What to produce ▸ Report each line of the data that has "wall" somewhere in it.

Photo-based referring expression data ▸
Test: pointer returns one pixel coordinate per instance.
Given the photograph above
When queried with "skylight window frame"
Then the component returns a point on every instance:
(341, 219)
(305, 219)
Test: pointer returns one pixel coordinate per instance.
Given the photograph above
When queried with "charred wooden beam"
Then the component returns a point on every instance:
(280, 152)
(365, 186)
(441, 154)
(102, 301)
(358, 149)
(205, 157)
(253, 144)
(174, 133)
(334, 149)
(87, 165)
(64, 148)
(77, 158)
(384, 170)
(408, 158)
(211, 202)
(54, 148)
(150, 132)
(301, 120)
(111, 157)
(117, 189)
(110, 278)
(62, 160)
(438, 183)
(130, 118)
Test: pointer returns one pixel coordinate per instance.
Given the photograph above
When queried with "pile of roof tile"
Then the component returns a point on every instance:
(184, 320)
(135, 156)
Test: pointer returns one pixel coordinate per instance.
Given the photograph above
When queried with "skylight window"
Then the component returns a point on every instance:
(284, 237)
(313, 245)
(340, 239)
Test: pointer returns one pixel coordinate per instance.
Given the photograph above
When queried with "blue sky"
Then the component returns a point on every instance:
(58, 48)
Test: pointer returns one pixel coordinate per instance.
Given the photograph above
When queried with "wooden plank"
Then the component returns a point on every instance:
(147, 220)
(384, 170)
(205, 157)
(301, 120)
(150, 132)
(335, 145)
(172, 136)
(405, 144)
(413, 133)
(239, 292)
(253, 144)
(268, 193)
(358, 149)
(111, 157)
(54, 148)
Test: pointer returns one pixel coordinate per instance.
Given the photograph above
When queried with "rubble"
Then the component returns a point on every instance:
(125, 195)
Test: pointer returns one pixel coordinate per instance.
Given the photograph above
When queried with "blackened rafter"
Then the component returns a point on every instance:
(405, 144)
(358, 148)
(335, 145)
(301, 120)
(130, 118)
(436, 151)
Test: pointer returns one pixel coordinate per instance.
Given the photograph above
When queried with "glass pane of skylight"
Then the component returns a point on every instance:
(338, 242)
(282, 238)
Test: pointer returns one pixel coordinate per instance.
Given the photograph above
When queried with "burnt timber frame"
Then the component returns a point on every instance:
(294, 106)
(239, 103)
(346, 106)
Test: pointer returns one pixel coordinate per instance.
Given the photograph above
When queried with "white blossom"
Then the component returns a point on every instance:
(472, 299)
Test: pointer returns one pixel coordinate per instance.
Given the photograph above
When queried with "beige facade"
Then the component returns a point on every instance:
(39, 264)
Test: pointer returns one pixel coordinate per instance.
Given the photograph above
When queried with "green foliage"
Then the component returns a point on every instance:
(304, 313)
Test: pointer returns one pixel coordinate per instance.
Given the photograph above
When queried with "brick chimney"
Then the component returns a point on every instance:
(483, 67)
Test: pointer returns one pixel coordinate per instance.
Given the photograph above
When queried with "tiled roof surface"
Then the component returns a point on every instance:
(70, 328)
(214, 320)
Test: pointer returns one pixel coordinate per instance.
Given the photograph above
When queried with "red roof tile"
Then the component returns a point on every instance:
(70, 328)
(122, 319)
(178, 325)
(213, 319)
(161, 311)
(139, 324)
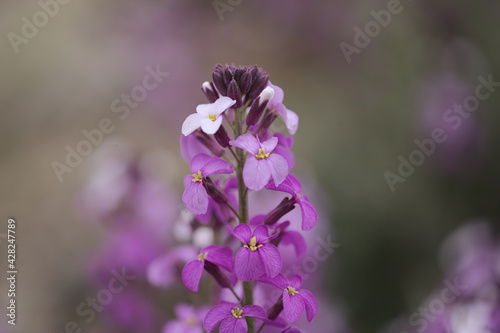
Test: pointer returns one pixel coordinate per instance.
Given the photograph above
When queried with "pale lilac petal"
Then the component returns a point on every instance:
(195, 198)
(293, 306)
(279, 281)
(261, 233)
(221, 256)
(248, 264)
(210, 127)
(215, 316)
(198, 162)
(254, 311)
(221, 105)
(295, 281)
(271, 259)
(256, 172)
(204, 110)
(216, 166)
(246, 142)
(295, 239)
(191, 274)
(292, 122)
(242, 232)
(270, 144)
(233, 325)
(279, 168)
(191, 124)
(310, 303)
(309, 214)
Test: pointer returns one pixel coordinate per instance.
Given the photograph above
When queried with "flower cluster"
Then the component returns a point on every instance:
(233, 152)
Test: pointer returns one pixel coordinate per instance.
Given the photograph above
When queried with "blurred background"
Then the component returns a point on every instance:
(363, 97)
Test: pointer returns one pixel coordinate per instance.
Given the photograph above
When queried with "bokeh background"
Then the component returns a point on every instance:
(356, 118)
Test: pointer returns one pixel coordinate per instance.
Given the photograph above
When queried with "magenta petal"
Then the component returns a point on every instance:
(279, 168)
(195, 198)
(254, 311)
(246, 142)
(233, 325)
(191, 274)
(215, 316)
(310, 303)
(296, 240)
(256, 172)
(198, 161)
(248, 264)
(309, 215)
(293, 306)
(242, 232)
(271, 259)
(221, 256)
(216, 166)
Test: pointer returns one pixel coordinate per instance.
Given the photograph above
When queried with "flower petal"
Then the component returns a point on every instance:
(293, 306)
(221, 256)
(310, 303)
(221, 105)
(210, 127)
(242, 232)
(256, 173)
(191, 274)
(215, 316)
(233, 325)
(271, 259)
(309, 214)
(246, 142)
(279, 168)
(191, 124)
(195, 198)
(248, 264)
(216, 166)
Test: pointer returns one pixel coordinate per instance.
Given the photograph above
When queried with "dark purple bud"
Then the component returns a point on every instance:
(284, 207)
(208, 89)
(246, 82)
(233, 92)
(214, 191)
(222, 137)
(220, 278)
(276, 309)
(209, 143)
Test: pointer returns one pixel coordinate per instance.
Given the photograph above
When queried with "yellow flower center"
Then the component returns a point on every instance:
(253, 244)
(291, 290)
(262, 154)
(236, 312)
(197, 177)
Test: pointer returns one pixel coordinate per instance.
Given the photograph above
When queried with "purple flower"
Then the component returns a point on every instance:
(255, 258)
(261, 164)
(289, 117)
(195, 196)
(295, 300)
(231, 317)
(207, 116)
(292, 186)
(189, 320)
(210, 258)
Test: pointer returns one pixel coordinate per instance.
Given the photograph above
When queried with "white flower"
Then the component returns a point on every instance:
(207, 116)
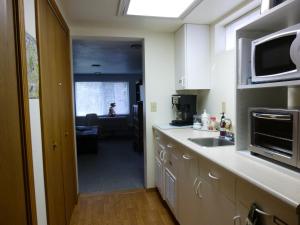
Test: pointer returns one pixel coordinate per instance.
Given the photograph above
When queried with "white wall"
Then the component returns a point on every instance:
(223, 79)
(35, 124)
(159, 78)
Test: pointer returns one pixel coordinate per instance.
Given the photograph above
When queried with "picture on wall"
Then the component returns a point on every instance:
(32, 66)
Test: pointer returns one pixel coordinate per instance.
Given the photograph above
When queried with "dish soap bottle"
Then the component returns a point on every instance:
(222, 126)
(205, 120)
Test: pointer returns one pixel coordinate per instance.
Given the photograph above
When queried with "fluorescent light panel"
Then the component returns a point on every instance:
(159, 8)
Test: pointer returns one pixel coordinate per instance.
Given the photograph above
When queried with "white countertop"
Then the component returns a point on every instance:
(281, 182)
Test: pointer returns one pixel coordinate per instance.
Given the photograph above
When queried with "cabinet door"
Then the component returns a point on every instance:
(275, 211)
(188, 200)
(171, 190)
(180, 57)
(158, 176)
(197, 57)
(13, 185)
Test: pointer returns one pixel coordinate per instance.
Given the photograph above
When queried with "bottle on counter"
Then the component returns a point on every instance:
(205, 120)
(222, 126)
(213, 123)
(197, 122)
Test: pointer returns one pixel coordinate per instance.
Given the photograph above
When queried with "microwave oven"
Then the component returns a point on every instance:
(276, 57)
(275, 134)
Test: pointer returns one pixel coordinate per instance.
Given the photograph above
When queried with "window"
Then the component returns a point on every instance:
(96, 97)
(231, 28)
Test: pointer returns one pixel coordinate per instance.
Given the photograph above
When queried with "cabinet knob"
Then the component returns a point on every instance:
(54, 146)
(213, 177)
(236, 219)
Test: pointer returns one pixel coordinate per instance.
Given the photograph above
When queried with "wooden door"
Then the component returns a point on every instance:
(56, 114)
(14, 188)
(66, 121)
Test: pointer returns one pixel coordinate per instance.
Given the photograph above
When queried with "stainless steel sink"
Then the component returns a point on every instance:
(211, 142)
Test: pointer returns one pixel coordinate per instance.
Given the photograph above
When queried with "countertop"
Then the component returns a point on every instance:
(277, 180)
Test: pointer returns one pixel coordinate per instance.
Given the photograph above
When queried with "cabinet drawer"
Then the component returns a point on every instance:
(220, 179)
(280, 212)
(172, 157)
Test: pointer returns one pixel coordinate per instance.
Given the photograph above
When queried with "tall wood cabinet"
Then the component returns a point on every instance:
(17, 200)
(56, 113)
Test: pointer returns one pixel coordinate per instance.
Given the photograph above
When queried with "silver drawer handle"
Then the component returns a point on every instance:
(198, 189)
(195, 190)
(187, 157)
(272, 116)
(169, 146)
(213, 177)
(263, 213)
(160, 155)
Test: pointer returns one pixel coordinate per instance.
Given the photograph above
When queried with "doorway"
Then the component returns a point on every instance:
(109, 98)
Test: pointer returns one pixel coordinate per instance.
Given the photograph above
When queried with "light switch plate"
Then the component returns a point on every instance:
(224, 107)
(153, 106)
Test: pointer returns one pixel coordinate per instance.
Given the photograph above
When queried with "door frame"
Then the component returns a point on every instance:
(57, 13)
(23, 98)
(115, 38)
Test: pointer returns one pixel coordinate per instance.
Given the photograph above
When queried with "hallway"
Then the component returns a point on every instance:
(115, 167)
(138, 207)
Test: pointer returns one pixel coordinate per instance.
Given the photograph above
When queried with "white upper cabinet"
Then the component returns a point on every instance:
(192, 57)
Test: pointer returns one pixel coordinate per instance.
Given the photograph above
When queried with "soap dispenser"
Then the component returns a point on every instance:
(205, 120)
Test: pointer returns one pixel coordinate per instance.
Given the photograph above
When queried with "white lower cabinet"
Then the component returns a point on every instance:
(188, 200)
(272, 210)
(200, 192)
(159, 176)
(170, 190)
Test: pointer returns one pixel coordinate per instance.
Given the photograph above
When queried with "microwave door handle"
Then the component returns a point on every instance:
(272, 116)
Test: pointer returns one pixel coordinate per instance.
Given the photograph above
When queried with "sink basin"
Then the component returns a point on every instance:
(211, 142)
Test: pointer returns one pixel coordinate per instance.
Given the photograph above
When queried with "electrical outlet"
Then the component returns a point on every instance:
(224, 107)
(153, 106)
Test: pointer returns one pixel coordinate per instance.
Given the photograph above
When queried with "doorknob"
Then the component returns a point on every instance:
(54, 146)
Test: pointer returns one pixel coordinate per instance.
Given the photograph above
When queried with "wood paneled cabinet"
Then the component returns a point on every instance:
(56, 113)
(192, 57)
(200, 192)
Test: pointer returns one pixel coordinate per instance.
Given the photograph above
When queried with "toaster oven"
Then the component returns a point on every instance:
(274, 133)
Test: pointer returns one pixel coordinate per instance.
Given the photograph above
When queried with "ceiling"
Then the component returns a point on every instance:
(104, 13)
(114, 57)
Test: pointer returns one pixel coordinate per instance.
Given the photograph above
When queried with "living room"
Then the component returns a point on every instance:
(109, 94)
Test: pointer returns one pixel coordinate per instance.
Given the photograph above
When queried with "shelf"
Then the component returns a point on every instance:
(290, 83)
(284, 15)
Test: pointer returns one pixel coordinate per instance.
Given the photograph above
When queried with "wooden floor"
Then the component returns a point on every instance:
(139, 207)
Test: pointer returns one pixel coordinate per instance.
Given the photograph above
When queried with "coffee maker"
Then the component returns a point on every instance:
(184, 107)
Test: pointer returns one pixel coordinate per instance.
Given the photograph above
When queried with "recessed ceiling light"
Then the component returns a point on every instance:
(158, 8)
(95, 65)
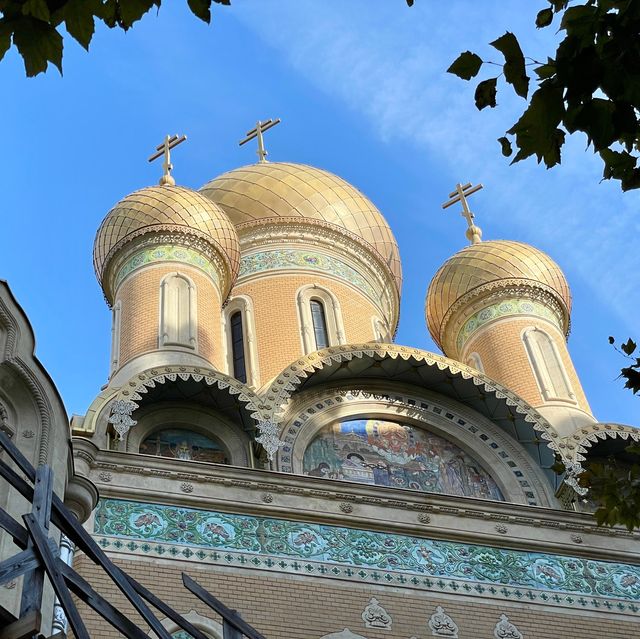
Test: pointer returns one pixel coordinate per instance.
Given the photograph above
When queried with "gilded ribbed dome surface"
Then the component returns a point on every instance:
(486, 263)
(271, 190)
(161, 209)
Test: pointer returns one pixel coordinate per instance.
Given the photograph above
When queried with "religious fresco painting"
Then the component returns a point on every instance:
(373, 451)
(178, 443)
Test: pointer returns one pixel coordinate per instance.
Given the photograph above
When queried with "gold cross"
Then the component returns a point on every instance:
(261, 127)
(462, 192)
(170, 142)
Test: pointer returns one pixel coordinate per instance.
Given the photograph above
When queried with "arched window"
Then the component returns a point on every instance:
(547, 366)
(385, 453)
(319, 320)
(237, 347)
(239, 340)
(115, 336)
(178, 311)
(179, 443)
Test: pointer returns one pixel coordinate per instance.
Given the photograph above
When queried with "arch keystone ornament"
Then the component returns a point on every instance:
(442, 625)
(506, 630)
(375, 616)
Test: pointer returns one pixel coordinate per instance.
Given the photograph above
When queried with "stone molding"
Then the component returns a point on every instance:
(378, 508)
(158, 235)
(492, 293)
(444, 417)
(337, 242)
(472, 568)
(507, 307)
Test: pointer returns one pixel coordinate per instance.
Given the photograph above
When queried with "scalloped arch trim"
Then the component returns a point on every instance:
(277, 394)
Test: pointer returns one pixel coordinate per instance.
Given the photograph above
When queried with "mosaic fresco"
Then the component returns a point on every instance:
(183, 444)
(501, 309)
(323, 550)
(289, 258)
(372, 451)
(166, 253)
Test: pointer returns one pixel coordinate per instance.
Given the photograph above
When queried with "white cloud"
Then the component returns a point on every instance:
(386, 63)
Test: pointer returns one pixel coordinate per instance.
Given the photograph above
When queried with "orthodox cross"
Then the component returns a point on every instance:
(261, 127)
(170, 142)
(462, 192)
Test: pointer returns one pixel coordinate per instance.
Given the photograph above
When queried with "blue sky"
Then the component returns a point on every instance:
(362, 91)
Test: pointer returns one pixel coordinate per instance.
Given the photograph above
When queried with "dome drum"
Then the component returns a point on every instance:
(486, 272)
(169, 215)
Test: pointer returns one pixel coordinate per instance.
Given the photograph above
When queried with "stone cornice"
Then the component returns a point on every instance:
(260, 492)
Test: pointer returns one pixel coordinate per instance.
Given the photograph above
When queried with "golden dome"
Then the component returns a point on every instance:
(267, 191)
(485, 265)
(166, 208)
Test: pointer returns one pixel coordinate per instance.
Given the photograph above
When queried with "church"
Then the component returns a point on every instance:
(262, 432)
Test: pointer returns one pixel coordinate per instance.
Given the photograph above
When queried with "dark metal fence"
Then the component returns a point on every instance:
(39, 560)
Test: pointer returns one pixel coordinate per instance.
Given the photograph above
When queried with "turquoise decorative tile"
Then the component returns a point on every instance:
(296, 259)
(365, 555)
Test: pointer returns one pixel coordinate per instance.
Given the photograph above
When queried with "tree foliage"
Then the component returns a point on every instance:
(614, 487)
(630, 373)
(34, 26)
(591, 85)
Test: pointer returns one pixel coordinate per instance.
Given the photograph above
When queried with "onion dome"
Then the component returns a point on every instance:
(180, 214)
(273, 192)
(486, 267)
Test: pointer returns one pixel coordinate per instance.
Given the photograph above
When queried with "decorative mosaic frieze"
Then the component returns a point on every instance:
(166, 253)
(296, 259)
(505, 308)
(366, 556)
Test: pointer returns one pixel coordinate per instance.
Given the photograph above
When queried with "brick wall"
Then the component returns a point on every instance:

Solution ▸
When queried with "white wall"
When queried with "picture on wall"
When queried with "brick wall"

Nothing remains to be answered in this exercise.